• _WHAT YOU NEED TO DO_: Give back every line of the material below word for word, leaving out the pictures.

= = =

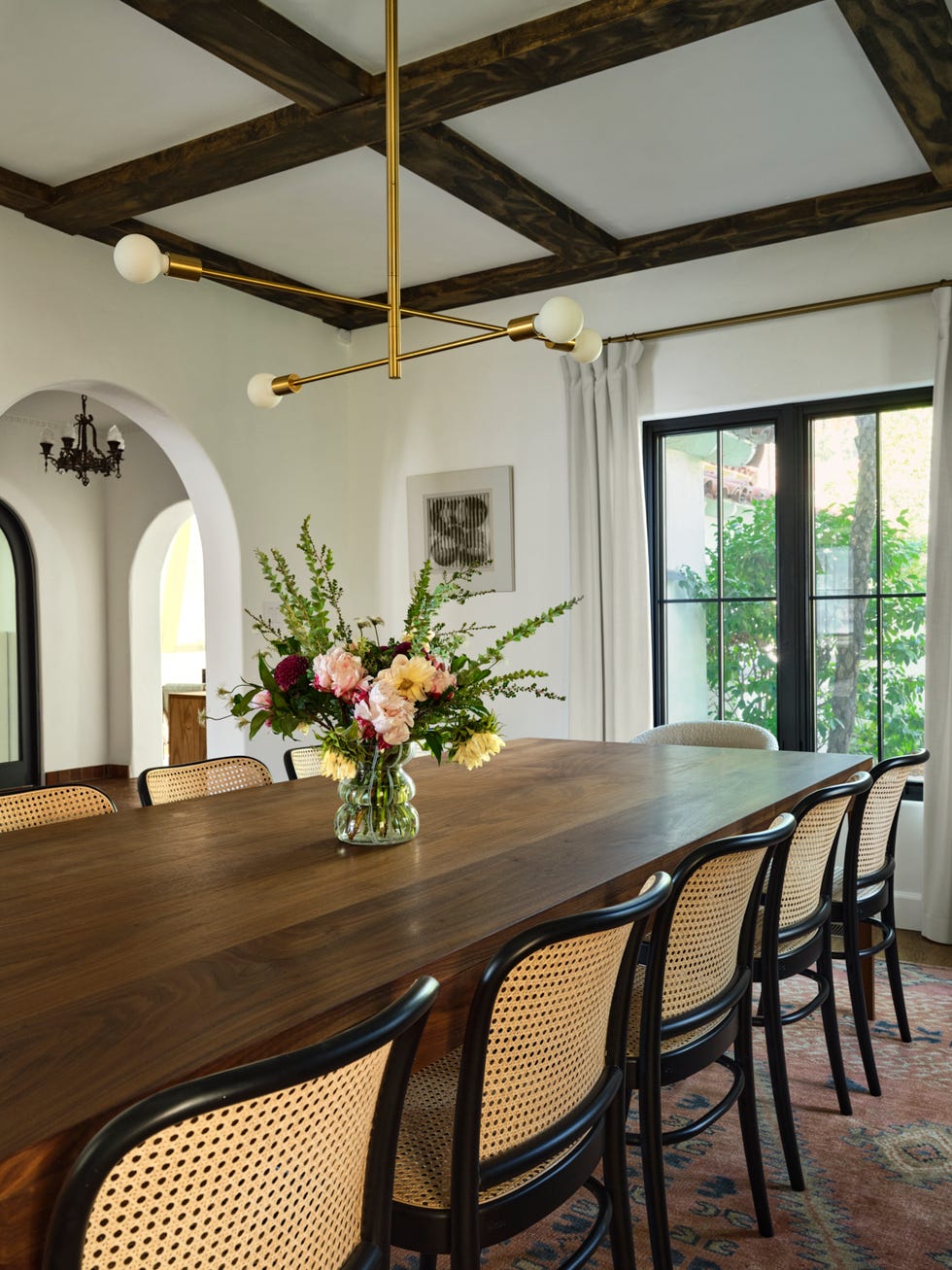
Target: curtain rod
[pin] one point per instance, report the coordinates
(766, 314)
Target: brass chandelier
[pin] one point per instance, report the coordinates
(80, 452)
(559, 324)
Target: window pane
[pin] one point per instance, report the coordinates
(905, 438)
(691, 689)
(748, 507)
(750, 663)
(847, 679)
(845, 504)
(902, 674)
(690, 532)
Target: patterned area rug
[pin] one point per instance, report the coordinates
(878, 1183)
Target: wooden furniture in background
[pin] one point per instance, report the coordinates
(191, 936)
(186, 729)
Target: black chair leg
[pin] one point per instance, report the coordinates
(861, 1018)
(779, 1083)
(749, 1128)
(653, 1175)
(831, 1028)
(616, 1175)
(893, 967)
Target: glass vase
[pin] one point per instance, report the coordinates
(376, 804)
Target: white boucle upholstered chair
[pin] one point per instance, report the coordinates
(708, 732)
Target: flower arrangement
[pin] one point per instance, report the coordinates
(368, 694)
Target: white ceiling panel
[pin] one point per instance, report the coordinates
(770, 112)
(325, 223)
(85, 84)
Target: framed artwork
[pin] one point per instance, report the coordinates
(463, 518)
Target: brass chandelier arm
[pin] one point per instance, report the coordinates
(287, 384)
(223, 276)
(392, 128)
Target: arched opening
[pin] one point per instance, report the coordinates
(19, 695)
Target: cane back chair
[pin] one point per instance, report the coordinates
(210, 776)
(507, 1128)
(286, 1162)
(691, 1004)
(302, 761)
(862, 893)
(28, 807)
(730, 733)
(794, 940)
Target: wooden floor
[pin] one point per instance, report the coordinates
(913, 946)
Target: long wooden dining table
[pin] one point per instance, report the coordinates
(140, 948)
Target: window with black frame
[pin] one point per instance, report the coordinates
(789, 569)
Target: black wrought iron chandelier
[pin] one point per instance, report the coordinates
(78, 455)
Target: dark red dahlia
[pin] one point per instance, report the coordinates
(289, 669)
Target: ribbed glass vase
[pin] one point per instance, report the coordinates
(376, 804)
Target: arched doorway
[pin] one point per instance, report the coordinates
(19, 695)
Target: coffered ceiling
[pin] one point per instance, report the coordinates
(541, 145)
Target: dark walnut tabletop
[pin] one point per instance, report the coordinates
(143, 947)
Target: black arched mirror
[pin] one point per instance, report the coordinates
(19, 679)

= = =

• _TASK SOLUTION_:
Target: curtain rod
[pin] one point per instance, report the coordinates
(766, 314)
Target: brass chandelier
[pin] one point per instance, report the coordinates
(80, 452)
(559, 324)
Target: window pane
[pin] one point per instance, report the coordinates
(905, 438)
(691, 689)
(748, 507)
(750, 663)
(847, 679)
(845, 504)
(902, 674)
(690, 532)
Target: patterned area rug
[pin] one point per instance, report the coordinates
(878, 1183)
Target: wooden furniture in background
[pin] one point per instance, report the coordinates
(191, 936)
(186, 729)
Target: black chair leg
[pin] one point per instance, report the coordinates
(861, 1018)
(779, 1083)
(749, 1128)
(653, 1175)
(831, 1028)
(616, 1175)
(893, 967)
Target: glass vase
[pin] one point per instance, report the coordinates
(376, 804)
Target: white boucle upholstered chair
[pin] one point per instance, report the coordinates
(708, 732)
Target: flower arrangement
[pin] one point per instance, report the coordinates
(368, 694)
Target: white ceiling panel
[pin] one point per instance, report the coordinates
(770, 112)
(325, 223)
(85, 84)
Target: framed artwork
[pin] one point per instance, report the coordinates
(463, 518)
Target: brass chandelier arm
[pin] one point per instance, report the coordinates
(287, 384)
(223, 276)
(392, 128)
Target: arched opening
[pin] one point per instance, report the coordinates
(19, 695)
Target: cane back chair
[pin] one point per instance, report the coordinates
(210, 776)
(507, 1128)
(286, 1162)
(691, 1004)
(302, 761)
(862, 893)
(28, 807)
(730, 733)
(794, 940)
Target: wooden floor
[pin] one point per instance, report the coordinates
(913, 946)
Target: long wooden dining table
[pin] one point per instance, report the coordinates
(140, 948)
Target: window with black frame
[pin] one point per instance, report the coordinates
(789, 569)
Target: black wrought iron chandelier
[pin] one point per instance, report the coordinates
(78, 455)
Target: dark red dahlia
[pin] one point per instance, report the coordinates
(289, 669)
Target: ribbed glass vase
[pin] one point per instance, report the coordinates
(376, 804)
Target: arched doorway
[pin] one point per instance, report the coordinates
(19, 695)
Target: coffered ceiling
[pin] one point per instance, report the coordinates
(541, 145)
Target: dark walnut tabletop
[pin] one point per instance, report the coordinates
(143, 947)
Target: black arched mirror
[pin] one point per instance, report the coordinates
(19, 679)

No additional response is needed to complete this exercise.